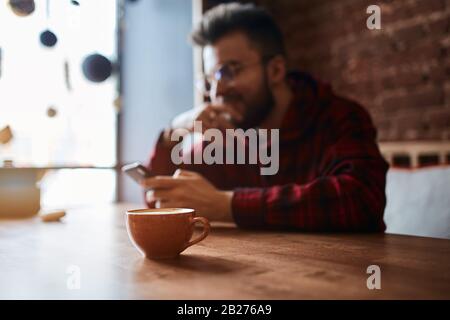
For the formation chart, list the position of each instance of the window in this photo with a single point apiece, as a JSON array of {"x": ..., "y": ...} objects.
[{"x": 57, "y": 116}]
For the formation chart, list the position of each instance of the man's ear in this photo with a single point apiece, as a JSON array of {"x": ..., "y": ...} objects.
[{"x": 276, "y": 70}]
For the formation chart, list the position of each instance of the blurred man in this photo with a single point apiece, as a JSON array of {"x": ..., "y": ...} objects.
[{"x": 331, "y": 176}]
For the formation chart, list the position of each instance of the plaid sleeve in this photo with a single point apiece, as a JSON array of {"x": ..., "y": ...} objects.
[{"x": 348, "y": 195}]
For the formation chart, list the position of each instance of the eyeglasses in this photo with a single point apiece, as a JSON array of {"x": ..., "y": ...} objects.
[{"x": 227, "y": 73}]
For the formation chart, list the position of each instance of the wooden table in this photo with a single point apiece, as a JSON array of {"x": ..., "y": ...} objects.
[{"x": 39, "y": 260}]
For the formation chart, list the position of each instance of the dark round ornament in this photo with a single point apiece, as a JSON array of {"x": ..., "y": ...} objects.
[
  {"x": 48, "y": 38},
  {"x": 97, "y": 68}
]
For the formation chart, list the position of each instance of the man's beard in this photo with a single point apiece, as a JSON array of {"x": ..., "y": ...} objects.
[{"x": 257, "y": 110}]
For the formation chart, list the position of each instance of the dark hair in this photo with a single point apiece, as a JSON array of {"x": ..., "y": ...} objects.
[{"x": 255, "y": 22}]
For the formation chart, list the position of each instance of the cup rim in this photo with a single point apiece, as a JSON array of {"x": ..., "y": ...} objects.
[{"x": 159, "y": 212}]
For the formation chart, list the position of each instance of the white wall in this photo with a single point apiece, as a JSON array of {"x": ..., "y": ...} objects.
[{"x": 157, "y": 71}]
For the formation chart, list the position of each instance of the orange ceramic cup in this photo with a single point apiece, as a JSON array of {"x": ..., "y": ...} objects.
[{"x": 163, "y": 233}]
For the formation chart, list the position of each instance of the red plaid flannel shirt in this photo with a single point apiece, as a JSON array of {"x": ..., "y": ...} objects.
[{"x": 331, "y": 174}]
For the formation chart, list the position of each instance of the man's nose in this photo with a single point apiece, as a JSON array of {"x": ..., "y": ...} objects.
[{"x": 221, "y": 89}]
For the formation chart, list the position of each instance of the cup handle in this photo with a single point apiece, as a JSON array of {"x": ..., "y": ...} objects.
[{"x": 206, "y": 228}]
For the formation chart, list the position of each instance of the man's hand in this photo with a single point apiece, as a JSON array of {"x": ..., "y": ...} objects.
[
  {"x": 187, "y": 189},
  {"x": 219, "y": 116}
]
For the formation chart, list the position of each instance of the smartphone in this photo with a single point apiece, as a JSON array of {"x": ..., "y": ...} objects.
[{"x": 137, "y": 171}]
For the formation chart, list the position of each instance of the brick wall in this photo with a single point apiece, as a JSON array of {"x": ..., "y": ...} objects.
[{"x": 399, "y": 73}]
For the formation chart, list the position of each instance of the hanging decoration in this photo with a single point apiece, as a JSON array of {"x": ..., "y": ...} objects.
[
  {"x": 97, "y": 68},
  {"x": 47, "y": 37},
  {"x": 22, "y": 8}
]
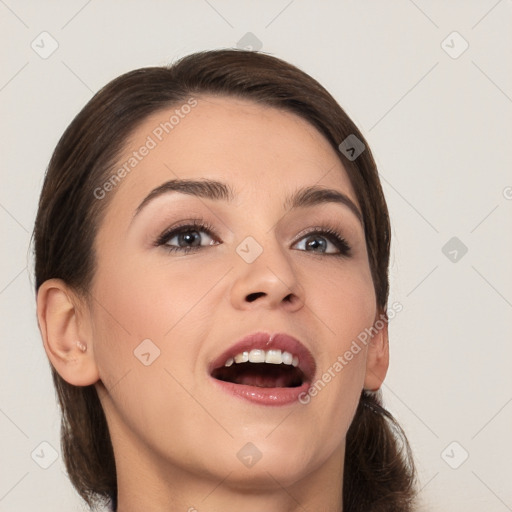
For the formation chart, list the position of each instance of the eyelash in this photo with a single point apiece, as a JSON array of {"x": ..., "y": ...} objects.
[{"x": 328, "y": 232}]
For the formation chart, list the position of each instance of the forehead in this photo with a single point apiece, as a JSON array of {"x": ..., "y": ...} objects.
[{"x": 260, "y": 151}]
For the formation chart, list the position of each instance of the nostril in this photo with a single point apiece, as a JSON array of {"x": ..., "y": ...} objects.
[{"x": 253, "y": 296}]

====================

| Requirement |
The required output is the lines from the one containing "the man's hand" through the end of the records above, reproduced exactly, with no pictures.

| Task result |
For the formation chart, list the position of each instance of the man's hand in this photo with a single point apiece, as a JSON array of {"x": ..., "y": ...} objects.
[
  {"x": 187, "y": 189},
  {"x": 219, "y": 116}
]
For the formation chart, list the position of each instance of the smartphone in this photo with a single point apiece, as a JSON array of {"x": ..., "y": ...} objects.
[{"x": 137, "y": 171}]
For the formation chart, list the position of each instance of the brick wall in this photo with a single point apiece, as a JSON array of {"x": ..., "y": ...} objects.
[{"x": 399, "y": 73}]
For the formation chart, list the position of each instance of the hanging decoration in this photo with a single point apiece, as a JSON array of {"x": ..., "y": ...} objects.
[
  {"x": 97, "y": 68},
  {"x": 47, "y": 37},
  {"x": 22, "y": 8}
]
For the formation chart, list the position of each instance of the eyelash in this photo with a single point apiece, as a JSON array of {"x": ..., "y": ...} objects.
[{"x": 328, "y": 232}]
For the formation chart, list the position of each instance of the forehead in this photo with a single point apiece, as a JSON array of {"x": ..., "y": ...} objects.
[{"x": 260, "y": 151}]
For the formation chart, list the position of each instance of the nostril in this photo with a single point apiece, as a JSON array of {"x": ..., "y": ...} objects.
[{"x": 253, "y": 296}]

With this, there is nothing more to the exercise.